▸ What to work on: Rescale the lines below, starting at the one containing "Q: Point out every instance of the potted" and stopping after the one containing "x=744 y=362". Reproduce only those lines, requests included, with every x and y pixel coordinate in the answers multiplied by 0.65 and rounded to a whole number (halves up), and leave the format sample coordinates inside the requests unchanged.

▸ Data to use:
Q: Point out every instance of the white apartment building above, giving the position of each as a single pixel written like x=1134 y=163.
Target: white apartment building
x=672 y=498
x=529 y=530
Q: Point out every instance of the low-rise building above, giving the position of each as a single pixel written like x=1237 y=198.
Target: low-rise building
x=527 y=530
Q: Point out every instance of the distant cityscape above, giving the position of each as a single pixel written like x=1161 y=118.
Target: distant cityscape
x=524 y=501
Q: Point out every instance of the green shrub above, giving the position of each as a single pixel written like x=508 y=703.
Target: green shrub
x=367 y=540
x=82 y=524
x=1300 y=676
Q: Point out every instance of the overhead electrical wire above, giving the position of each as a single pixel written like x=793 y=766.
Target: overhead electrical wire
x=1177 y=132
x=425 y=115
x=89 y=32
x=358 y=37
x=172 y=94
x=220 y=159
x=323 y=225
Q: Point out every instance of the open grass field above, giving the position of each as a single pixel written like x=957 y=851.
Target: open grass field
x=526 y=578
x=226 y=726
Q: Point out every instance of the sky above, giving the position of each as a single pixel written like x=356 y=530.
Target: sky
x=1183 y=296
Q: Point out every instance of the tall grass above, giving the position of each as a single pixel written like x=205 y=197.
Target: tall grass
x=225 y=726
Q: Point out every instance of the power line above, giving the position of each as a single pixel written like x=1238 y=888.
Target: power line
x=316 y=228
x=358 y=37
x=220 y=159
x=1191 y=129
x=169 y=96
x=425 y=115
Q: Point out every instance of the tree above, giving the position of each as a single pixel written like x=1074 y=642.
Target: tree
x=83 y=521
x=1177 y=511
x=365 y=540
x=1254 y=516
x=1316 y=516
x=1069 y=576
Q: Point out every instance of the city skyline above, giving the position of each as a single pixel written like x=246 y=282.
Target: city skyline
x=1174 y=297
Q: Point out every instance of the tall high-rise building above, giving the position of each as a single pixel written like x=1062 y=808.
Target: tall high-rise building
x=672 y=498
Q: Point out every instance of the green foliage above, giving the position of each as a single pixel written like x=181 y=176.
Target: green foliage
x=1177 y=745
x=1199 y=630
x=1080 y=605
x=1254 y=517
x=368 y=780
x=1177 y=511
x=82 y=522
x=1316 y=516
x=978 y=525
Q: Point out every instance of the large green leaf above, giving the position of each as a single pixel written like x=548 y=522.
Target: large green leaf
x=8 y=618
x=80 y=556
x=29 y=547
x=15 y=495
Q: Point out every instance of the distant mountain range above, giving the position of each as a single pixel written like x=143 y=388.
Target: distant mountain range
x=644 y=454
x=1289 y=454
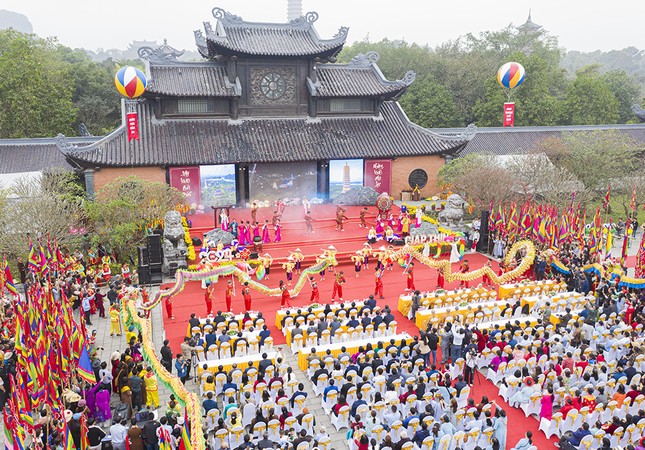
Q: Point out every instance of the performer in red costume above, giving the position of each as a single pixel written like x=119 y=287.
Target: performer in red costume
x=208 y=298
x=378 y=289
x=339 y=280
x=229 y=296
x=286 y=297
x=246 y=294
x=441 y=281
x=411 y=277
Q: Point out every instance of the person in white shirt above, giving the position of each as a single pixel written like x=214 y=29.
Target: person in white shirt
x=119 y=433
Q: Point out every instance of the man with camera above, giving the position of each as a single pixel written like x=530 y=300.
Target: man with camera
x=471 y=360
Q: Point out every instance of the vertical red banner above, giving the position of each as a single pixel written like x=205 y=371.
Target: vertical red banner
x=509 y=114
x=132 y=122
x=187 y=180
x=378 y=175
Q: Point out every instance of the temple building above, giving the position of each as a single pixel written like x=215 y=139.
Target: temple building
x=266 y=94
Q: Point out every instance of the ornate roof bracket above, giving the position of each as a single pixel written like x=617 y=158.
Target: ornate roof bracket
x=365 y=59
x=408 y=78
x=466 y=135
x=164 y=54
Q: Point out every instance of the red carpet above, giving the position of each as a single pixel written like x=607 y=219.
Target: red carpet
x=191 y=300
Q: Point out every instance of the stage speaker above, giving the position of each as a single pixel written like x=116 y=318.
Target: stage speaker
x=156 y=276
x=144 y=274
x=484 y=234
x=144 y=256
x=154 y=249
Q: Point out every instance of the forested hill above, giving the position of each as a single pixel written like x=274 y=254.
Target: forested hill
x=630 y=59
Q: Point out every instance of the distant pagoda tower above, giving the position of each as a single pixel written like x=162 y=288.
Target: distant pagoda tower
x=346 y=178
x=529 y=26
x=294 y=9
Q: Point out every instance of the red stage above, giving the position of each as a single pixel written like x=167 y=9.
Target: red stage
x=191 y=300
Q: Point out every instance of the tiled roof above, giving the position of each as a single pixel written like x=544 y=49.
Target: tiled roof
x=190 y=80
x=508 y=141
x=34 y=155
x=296 y=38
x=219 y=141
x=344 y=81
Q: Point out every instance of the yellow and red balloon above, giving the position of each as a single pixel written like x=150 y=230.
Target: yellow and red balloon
x=511 y=75
x=130 y=82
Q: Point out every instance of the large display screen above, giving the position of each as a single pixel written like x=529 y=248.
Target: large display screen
x=218 y=185
x=344 y=174
x=273 y=181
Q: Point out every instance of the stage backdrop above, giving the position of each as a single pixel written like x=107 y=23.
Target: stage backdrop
x=218 y=185
x=186 y=179
x=378 y=175
x=273 y=181
x=344 y=174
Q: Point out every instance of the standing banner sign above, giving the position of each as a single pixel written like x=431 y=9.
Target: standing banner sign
x=133 y=126
x=509 y=114
x=187 y=180
x=378 y=175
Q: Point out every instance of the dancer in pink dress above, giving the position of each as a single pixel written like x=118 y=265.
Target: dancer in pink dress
x=242 y=233
x=278 y=238
x=249 y=235
x=265 y=232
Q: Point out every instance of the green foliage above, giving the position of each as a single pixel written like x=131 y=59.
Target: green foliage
x=431 y=105
x=590 y=101
x=124 y=210
x=44 y=207
x=595 y=158
x=626 y=90
x=35 y=87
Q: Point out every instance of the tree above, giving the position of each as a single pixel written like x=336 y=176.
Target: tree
x=480 y=178
x=626 y=90
x=35 y=87
x=431 y=105
x=125 y=209
x=594 y=158
x=590 y=101
x=41 y=208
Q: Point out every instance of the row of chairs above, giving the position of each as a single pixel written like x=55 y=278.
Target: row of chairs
x=234 y=437
x=225 y=349
x=232 y=324
x=351 y=334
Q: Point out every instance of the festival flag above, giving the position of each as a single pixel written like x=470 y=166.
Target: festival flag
x=610 y=240
x=184 y=443
x=639 y=270
x=85 y=439
x=605 y=203
x=33 y=261
x=8 y=279
x=85 y=366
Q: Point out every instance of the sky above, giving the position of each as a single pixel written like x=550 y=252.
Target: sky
x=93 y=24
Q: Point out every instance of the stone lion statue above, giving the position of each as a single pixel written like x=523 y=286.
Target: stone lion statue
x=174 y=246
x=452 y=216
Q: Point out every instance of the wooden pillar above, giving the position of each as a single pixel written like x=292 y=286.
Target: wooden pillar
x=241 y=184
x=323 y=179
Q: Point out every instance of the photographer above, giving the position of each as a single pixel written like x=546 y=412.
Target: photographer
x=182 y=367
x=187 y=349
x=471 y=361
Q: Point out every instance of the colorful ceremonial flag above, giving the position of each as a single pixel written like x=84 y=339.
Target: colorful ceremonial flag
x=184 y=443
x=605 y=203
x=639 y=270
x=8 y=279
x=85 y=366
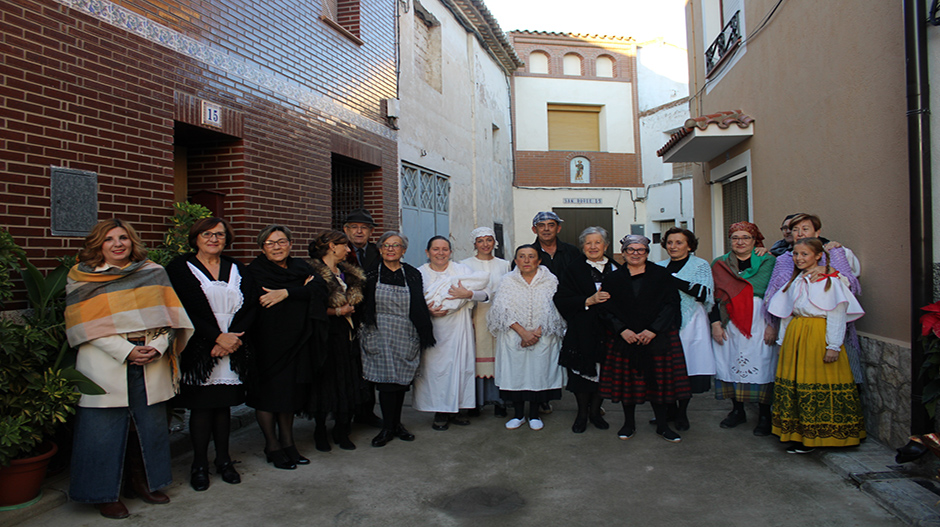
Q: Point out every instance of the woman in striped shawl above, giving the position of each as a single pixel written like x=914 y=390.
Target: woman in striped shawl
x=129 y=326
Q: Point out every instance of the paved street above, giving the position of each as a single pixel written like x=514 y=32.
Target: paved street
x=483 y=472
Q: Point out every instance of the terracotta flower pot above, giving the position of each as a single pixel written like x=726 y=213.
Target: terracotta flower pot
x=21 y=479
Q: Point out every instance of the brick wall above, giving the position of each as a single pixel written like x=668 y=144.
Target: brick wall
x=78 y=92
x=551 y=169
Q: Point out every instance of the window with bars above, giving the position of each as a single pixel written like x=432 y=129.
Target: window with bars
x=348 y=183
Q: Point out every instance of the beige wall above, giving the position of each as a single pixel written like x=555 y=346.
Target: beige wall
x=825 y=84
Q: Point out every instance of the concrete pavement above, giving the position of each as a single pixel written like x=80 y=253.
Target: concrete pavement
x=483 y=472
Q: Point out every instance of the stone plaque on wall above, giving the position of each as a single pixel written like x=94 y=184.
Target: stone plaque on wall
x=74 y=201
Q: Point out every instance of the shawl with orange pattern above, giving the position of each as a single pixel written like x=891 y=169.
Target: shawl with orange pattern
x=136 y=298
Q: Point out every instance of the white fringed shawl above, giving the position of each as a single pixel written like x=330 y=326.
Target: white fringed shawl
x=528 y=304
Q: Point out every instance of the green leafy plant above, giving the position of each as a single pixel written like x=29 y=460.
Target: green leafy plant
x=176 y=240
x=930 y=369
x=39 y=386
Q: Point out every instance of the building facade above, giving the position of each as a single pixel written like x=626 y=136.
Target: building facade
x=267 y=112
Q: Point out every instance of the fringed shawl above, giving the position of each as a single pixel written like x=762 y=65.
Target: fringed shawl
x=529 y=304
x=695 y=271
x=136 y=298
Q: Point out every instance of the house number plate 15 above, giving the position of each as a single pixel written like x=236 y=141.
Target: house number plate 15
x=211 y=114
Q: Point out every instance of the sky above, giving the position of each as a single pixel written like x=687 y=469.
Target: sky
x=641 y=19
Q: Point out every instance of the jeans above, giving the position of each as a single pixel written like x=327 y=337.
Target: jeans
x=101 y=438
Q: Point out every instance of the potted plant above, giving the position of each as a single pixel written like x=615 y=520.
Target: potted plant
x=39 y=386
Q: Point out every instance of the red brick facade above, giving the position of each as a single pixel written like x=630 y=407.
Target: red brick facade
x=82 y=93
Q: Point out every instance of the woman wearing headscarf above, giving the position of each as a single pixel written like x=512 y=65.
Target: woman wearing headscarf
x=484 y=242
x=337 y=385
x=292 y=298
x=221 y=299
x=123 y=315
x=579 y=300
x=693 y=278
x=644 y=361
x=744 y=362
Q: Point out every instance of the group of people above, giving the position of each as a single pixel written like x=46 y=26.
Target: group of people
x=319 y=337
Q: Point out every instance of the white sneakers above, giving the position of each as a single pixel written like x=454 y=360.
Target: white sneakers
x=534 y=424
x=514 y=423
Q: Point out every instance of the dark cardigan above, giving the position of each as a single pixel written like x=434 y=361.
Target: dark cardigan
x=196 y=361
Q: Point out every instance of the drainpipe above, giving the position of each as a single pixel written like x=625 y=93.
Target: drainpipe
x=918 y=147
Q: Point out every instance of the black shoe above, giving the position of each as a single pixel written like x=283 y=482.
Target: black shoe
x=295 y=456
x=580 y=425
x=459 y=420
x=199 y=478
x=669 y=435
x=403 y=433
x=735 y=418
x=384 y=437
x=228 y=473
x=599 y=422
x=369 y=420
x=763 y=426
x=280 y=459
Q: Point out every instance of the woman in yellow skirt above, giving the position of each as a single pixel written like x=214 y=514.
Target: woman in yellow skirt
x=816 y=401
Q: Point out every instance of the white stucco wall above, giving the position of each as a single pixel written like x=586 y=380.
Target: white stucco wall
x=452 y=131
x=533 y=95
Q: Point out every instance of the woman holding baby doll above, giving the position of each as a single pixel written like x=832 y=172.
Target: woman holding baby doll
x=444 y=383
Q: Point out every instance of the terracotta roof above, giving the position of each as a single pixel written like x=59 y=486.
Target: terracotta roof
x=573 y=35
x=721 y=120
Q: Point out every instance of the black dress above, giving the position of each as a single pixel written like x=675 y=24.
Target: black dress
x=196 y=361
x=283 y=336
x=585 y=342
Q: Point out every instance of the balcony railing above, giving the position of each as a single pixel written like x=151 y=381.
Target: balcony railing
x=723 y=46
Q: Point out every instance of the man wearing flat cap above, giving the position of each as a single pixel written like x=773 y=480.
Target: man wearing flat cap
x=556 y=255
x=358 y=227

▸ Task output:
Q: Point out every instance of the potted plant above, giving the position of each as a single pixel written like x=615 y=520.
Target: potted plant
x=25 y=251
Q: Point out every instance of the red brick facade above, giving the position of each as a single pixel written like x=630 y=407.
Target: red brick facade
x=53 y=60
Q: Point out every instance of the woman wearing headscarf above, giving the position of each as a single pixel written like x=512 y=65.
Target: woman wearing headscarf
x=315 y=157
x=219 y=250
x=190 y=194
x=144 y=194
x=80 y=205
x=376 y=195
x=450 y=181
x=419 y=235
x=484 y=235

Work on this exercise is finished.